___ Material shown ___

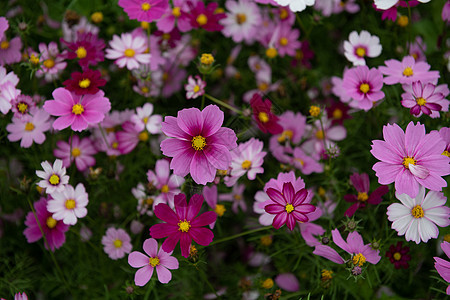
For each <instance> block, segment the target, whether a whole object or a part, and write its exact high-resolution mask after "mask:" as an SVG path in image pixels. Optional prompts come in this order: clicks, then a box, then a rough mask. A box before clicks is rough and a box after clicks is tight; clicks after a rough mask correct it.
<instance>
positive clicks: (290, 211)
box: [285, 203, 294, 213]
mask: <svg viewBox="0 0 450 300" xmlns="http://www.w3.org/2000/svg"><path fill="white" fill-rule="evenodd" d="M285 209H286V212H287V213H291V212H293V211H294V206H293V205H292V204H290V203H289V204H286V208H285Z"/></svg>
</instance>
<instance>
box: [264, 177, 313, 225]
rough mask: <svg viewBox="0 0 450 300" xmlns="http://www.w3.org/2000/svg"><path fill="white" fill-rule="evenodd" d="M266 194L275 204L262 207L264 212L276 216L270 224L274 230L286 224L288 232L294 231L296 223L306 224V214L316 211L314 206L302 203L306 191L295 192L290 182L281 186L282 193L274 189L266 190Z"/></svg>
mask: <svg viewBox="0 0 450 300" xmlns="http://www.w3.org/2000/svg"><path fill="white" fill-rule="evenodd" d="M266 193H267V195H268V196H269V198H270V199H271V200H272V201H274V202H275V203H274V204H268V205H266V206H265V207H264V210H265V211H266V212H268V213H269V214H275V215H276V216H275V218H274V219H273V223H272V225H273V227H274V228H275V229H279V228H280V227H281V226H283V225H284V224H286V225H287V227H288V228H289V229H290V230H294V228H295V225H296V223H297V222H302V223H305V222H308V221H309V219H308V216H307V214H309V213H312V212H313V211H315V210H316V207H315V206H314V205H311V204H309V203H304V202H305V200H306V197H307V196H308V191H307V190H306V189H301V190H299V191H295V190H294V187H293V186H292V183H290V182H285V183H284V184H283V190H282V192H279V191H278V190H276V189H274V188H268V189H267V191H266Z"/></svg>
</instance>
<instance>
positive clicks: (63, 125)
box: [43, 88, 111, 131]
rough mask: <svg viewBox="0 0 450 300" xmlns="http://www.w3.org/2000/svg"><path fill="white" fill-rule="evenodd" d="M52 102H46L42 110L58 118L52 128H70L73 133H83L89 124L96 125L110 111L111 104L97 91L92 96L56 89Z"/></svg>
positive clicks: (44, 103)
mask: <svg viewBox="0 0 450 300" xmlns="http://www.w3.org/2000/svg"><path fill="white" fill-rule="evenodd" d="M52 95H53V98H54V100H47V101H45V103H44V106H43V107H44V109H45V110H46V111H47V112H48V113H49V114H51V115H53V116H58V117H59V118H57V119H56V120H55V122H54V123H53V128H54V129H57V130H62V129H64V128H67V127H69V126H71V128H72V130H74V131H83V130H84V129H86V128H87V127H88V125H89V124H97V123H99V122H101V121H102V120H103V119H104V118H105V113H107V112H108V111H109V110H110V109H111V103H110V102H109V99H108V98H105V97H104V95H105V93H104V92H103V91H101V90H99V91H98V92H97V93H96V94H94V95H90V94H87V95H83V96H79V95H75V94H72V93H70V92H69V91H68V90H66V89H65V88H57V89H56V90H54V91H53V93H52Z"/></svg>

___

> [Work to be completed]
Turn every line of the listing above into a Markdown table with the columns "Row" and "Line", numbering the rows and skipping blank lines. Leave the pictures out of the table.

> [Written response]
| Row | Line |
|---|---|
| 1 | For each <instance> block, segment the target, whether a whole object or a part, and write its exact high-resolution mask after "mask:" as an SVG path in image pixels. Optional prompts come in this order: clicks, then a box, then a rough mask. A box before clicks is rough and a box after clicks is tight; clicks after a rough mask correct it. |
| 2 | <instance> |
| 3 | positive clicks: (290, 211) |
| 4 | box: [285, 203, 294, 213] |
| 5 | mask: <svg viewBox="0 0 450 300" xmlns="http://www.w3.org/2000/svg"><path fill="white" fill-rule="evenodd" d="M285 209H286V212H287V213H291V212H293V211H294V206H293V205H292V204H290V203H289V204H286V208H285Z"/></svg> |
| 6 | </instance> |
| 7 | <instance> |
| 8 | box: [264, 177, 313, 225] |
| 9 | rough mask: <svg viewBox="0 0 450 300" xmlns="http://www.w3.org/2000/svg"><path fill="white" fill-rule="evenodd" d="M266 194L275 204L262 207L264 212L276 216L270 224L274 230L286 224L288 232L294 231L296 223L306 224V214L316 211L314 206L302 203L306 191L295 192L290 182L281 186L282 193L274 189L266 190Z"/></svg> |
| 10 | mask: <svg viewBox="0 0 450 300" xmlns="http://www.w3.org/2000/svg"><path fill="white" fill-rule="evenodd" d="M266 193H267V195H268V196H269V198H270V199H271V200H272V201H274V202H275V203H274V204H268V205H266V206H265V207H264V210H265V211H266V212H268V213H269V214H275V215H276V216H275V218H274V219H273V223H272V225H273V227H274V228H275V229H279V228H280V227H281V226H283V225H284V224H286V225H287V227H288V228H289V229H290V230H294V228H295V225H296V223H297V222H302V223H305V222H308V221H309V219H308V216H307V214H309V213H312V212H313V211H315V210H316V207H315V206H314V205H311V204H309V203H304V202H305V200H306V197H307V196H308V191H307V190H306V189H301V190H299V191H295V190H294V187H293V186H292V183H290V182H285V183H284V184H283V190H282V192H279V191H278V190H276V189H274V188H268V189H267V191H266Z"/></svg> |
| 11 | </instance> |
| 12 | <instance> |
| 13 | positive clicks: (63, 125) |
| 14 | box: [43, 88, 111, 131] |
| 15 | rough mask: <svg viewBox="0 0 450 300" xmlns="http://www.w3.org/2000/svg"><path fill="white" fill-rule="evenodd" d="M52 102H46L42 110L58 118L52 128H70L73 133H83L89 124L96 125L110 111L111 104L97 91L92 96L56 89Z"/></svg> |
| 16 | positive clicks: (44, 103) |
| 17 | mask: <svg viewBox="0 0 450 300" xmlns="http://www.w3.org/2000/svg"><path fill="white" fill-rule="evenodd" d="M52 95H53V98H54V100H47V101H45V103H44V106H43V107H44V109H45V110H46V111H47V112H48V113H49V114H51V115H53V116H58V117H59V118H57V119H56V120H55V122H54V123H53V128H54V129H57V130H62V129H64V128H67V127H69V126H71V128H72V130H74V131H83V130H84V129H86V128H87V127H88V125H89V124H97V123H99V122H101V121H102V120H103V119H104V118H105V113H107V112H108V111H109V110H110V109H111V103H110V102H109V99H108V98H105V97H104V95H105V93H104V92H103V91H101V90H99V91H98V92H97V93H96V94H94V95H90V94H87V95H83V96H79V95H75V94H72V93H70V92H69V91H68V90H66V89H65V88H57V89H56V90H54V91H53V93H52Z"/></svg> |